▶ [Work required]: Can you reproduce the Floortime passage word for word, starting at "While all three" and ending at "a child’s growth."?

▶ [Extracted text]:
==========

While all three of these processes are important, Floortime is the hub around which the other two revolve because it is primarily through Floortime that your child will learn to interact in a way that fosters growth. As his specific needs are met with therapy he will bring his new abilities to floor-time interactions. As you learn how your own responses influence your child, you will put that learning to use in the floor time. In the interactions and free play of floor time, you can help your child build interpersonal, emotional, and intellectual skills.
Floortime is precisely that: a 20-to-30-minute period when you get down on the floor with your child and interact and play. How can playful interactions help your child master the milestones? The answer has to do with the nature of the interactions. Certain types of interactions with other people promote a child’s growth.
First, though, we want to explore the importance of human relationships.
Human relationships are critical to a child’s development. Human beings seem to be created to learn and grow in the context of relating to other humans; the brain and the mind simply don’t develop without being nurtured by human relationships. Without relationships, self-esteem, initiative, and creativity do not grow either. Even the more intellectual functions of the brain—logic, judgment, abstract thought—don’t develop without a constant source of relating.
Much of our best early learning happens through our relating to other people. An infant learns about cause and effect in part by dropping her spoon and watching it hit the floor. But she learns far more, and far earlier and more solidly, by smiling and getting a smile back. Later she learns by reaching out her arms and having Mommy pick her up. The pleasure that results from this learning is far more intense; the subtleties in Mommy’s response far more varied. This kind of rich and intense response, which becomes deeply etched in the child’s emotions, is possible only in human interactions. The child then applies this emotional lesson in causality (“I can make something happen”) to the physical world. That the emotional lesson comes first and is the basis for the cognitive lesson is opposite to the traditional view of cognition and learning. This insight is essential for mobilizing intellectual and emotional growth in children with special needs.
Through interactions, you can mobilize your child’s emotions in the service of his learning. Emotions make all learning possible. By interacting with your child in ways that capitalize on his emotions—by following his interests and motivations—you can help him climb the developmental ladder. You can help him want to learn how to attend to you; you can help him want to learn how to engage in a dialogue; you can inspire him to take initiative, to learn about causality and logic, to act to solve problems even before he speaks and moves into the world of ideas. As together you open and close many “circles of communication” (a back-and-forth communication between you and your child) in a row, you can help him connect his emotions and his intent with his behavior (such as pointing for a toy) and eventually with his words and ideas (“Give me that!”). In helping him link his emotions to his behavior and his words in a purposeful way, instead of learning by rote, you enable your child to begin to relate to you and the world more meaningfully, spontaneously, flexibly, and warmly. He gains a firmer foundation for advanced cognitive skills.
Children with special needs require a tremendous amount of practice in linking their intent or emotions to their behavior and then to their words. Like a right-handed person learning to throw a curve ball with her left hand, they need to practice the skill over and over to master it. Floortime is your child’s practice time. Each time you get down on the floor and interact—spontaneously, joyfully, following your child’s interests and motivations—you help him build that link between emotion and behavior, and eventually words, and in doing so move forward on his journey up the developmental ladder.

==========

▶ [Images for object localization]:
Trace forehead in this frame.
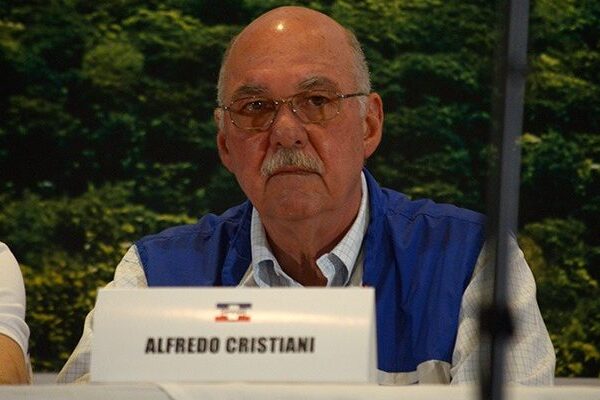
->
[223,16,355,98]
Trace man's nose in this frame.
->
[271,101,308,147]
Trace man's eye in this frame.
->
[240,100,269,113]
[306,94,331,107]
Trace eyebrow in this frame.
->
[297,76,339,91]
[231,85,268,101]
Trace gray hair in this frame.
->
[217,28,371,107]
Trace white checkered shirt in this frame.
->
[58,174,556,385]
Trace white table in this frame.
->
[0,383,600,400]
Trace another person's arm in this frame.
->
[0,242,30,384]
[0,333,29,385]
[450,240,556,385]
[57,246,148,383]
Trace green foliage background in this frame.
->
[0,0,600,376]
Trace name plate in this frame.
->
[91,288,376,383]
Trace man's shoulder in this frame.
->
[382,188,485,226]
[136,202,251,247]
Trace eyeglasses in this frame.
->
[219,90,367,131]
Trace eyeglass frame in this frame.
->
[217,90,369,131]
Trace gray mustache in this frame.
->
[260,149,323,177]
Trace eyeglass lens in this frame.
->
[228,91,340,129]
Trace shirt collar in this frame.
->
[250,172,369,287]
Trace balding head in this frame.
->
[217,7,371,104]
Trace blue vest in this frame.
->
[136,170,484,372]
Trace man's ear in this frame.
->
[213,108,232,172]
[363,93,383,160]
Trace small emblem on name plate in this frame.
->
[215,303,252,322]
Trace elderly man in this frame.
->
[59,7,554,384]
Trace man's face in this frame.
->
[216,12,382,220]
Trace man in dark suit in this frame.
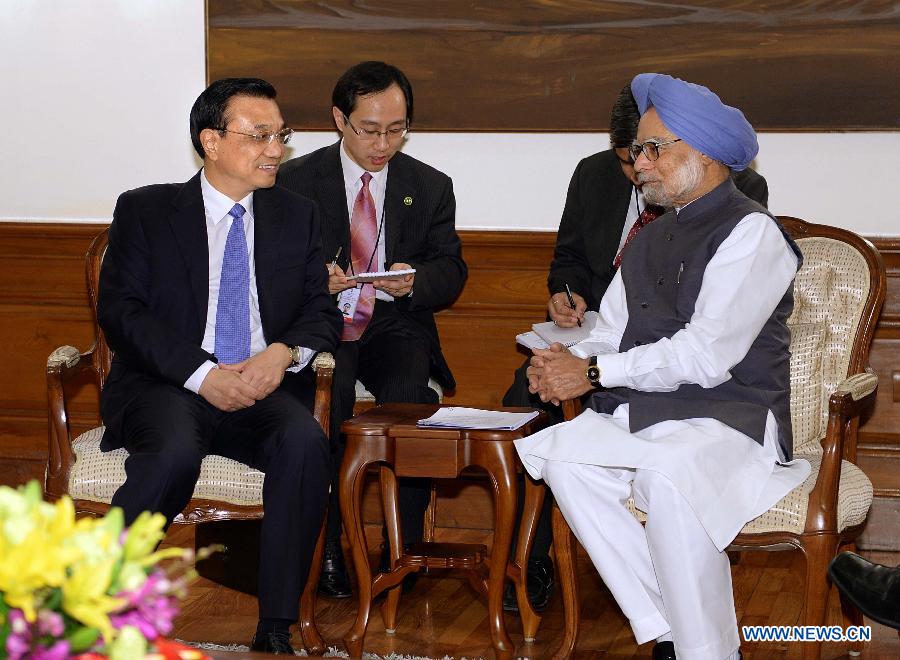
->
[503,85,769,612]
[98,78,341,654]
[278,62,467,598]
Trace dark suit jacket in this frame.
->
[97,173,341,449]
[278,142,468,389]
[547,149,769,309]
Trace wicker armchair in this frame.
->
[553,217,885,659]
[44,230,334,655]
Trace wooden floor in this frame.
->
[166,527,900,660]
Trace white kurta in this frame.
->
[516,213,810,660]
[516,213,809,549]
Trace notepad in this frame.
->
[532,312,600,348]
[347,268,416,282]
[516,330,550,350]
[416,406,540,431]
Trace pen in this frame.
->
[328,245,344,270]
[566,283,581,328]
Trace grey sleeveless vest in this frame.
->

==========

▶ [Exercise solution]:
While all three of these processes are important, Floortime is the hub around which the other two revolve because it is primarily through Floortime that your child will learn to interact in a way that fosters growth. As his specific needs are met with therapy he will bring his new abilities to floor-time interactions. As you learn how your own responses influence your child, you will put that learning to use in the floor time. In the interactions and free play of floor time, you can help your child build interpersonal, emotional, and intellectual skills.
Floortime is precisely that: a 20-to-30-minute period when you get down on the floor with your child and interact and play. How can playful interactions help your child master the milestones? The answer has to do with the nature of the interactions. Certain types of interactions with other people promote a child’s growth.